[AIM]:
Return each line from the records below that contains the word "white".
============
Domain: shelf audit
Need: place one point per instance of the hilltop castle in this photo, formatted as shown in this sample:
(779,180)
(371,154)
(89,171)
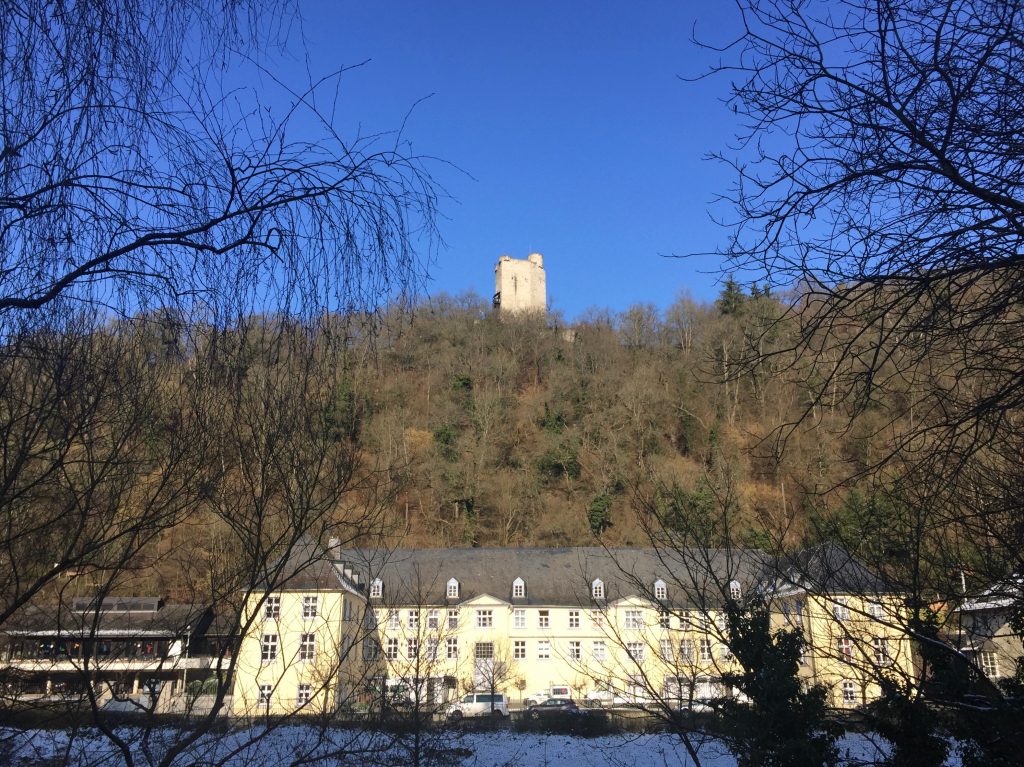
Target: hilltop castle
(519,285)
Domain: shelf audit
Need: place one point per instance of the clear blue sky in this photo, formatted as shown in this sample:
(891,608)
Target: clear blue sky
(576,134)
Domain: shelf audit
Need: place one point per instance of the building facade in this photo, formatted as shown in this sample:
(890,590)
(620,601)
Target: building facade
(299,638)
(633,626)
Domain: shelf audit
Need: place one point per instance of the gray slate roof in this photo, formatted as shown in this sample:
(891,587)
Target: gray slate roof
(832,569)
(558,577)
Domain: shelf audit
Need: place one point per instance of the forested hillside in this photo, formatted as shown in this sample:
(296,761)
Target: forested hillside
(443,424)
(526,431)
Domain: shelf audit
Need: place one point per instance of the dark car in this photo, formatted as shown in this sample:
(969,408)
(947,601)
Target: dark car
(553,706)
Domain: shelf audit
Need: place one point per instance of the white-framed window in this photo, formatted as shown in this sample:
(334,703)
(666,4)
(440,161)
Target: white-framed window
============
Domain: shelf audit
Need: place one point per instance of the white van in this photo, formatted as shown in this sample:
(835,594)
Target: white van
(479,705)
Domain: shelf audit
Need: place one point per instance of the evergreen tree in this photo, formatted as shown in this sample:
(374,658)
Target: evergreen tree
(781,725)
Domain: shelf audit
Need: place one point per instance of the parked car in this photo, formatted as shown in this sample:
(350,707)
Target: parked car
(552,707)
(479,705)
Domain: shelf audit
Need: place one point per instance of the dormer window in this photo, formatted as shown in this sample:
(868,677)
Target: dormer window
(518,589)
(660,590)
============
[CORRECT ANSWER]:
Need: place one point per instance of the white-framed window in this photo, formatted as shown in this sample:
Target: white-framed window
Need: place one point per instance of the white van in this photo, formatted as shown in this sample:
Target: white van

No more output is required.